▶ Material supplied
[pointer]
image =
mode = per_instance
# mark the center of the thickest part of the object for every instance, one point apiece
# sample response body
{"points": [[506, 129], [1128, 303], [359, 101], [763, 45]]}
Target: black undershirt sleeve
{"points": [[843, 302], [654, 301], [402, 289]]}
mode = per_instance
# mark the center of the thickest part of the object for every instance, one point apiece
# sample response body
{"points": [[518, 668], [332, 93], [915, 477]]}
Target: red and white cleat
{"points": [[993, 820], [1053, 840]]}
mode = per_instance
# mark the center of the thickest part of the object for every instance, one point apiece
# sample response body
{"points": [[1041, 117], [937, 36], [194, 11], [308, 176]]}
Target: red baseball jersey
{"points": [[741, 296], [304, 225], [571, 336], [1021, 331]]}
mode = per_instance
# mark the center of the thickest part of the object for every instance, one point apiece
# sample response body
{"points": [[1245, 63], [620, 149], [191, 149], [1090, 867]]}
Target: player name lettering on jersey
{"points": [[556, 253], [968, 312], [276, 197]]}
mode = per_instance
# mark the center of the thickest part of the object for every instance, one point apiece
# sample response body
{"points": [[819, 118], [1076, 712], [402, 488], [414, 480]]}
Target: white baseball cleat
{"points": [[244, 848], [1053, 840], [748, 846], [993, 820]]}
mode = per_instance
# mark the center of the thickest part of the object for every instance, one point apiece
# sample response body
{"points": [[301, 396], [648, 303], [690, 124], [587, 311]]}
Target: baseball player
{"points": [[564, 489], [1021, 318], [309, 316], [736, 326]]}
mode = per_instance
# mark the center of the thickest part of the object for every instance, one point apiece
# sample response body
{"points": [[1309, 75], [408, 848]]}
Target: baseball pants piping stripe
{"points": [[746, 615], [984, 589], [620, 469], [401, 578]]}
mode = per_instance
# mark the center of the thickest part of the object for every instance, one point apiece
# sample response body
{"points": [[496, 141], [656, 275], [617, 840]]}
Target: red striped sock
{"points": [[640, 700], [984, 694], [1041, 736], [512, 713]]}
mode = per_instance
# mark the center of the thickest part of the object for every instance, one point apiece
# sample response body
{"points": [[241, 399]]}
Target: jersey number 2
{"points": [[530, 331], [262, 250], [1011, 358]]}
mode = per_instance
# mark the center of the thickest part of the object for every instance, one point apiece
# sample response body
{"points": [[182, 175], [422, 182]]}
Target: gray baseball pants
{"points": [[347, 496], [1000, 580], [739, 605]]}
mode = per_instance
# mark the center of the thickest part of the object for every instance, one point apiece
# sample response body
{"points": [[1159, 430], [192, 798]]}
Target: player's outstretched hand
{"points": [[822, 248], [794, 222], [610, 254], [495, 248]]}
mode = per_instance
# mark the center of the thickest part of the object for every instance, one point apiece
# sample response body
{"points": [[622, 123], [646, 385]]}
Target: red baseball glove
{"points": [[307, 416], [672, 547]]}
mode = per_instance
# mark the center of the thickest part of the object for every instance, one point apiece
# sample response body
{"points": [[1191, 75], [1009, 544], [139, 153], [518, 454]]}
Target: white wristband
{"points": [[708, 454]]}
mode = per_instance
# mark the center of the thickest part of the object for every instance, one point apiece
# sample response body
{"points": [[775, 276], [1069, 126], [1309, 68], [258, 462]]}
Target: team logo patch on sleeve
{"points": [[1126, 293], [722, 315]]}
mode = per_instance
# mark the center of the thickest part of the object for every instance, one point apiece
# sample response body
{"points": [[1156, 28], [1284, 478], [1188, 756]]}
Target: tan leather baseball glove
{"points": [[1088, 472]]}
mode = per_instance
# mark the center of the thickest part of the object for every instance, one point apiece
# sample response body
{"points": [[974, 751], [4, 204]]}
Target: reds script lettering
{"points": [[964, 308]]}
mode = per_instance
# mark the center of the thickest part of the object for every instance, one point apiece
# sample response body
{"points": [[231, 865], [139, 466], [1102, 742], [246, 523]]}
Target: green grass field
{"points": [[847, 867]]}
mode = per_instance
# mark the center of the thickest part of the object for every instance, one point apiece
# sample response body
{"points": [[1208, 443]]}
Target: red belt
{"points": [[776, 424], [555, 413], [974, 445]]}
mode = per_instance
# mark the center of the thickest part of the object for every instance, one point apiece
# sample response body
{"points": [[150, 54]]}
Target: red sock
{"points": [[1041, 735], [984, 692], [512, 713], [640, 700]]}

▶ Stated goal
Pull out every line of the data above that contains the word "glove", and list those lines in order.

▶ Reply to the exercise
Target: red baseball glove
Target: tan leather baseball glove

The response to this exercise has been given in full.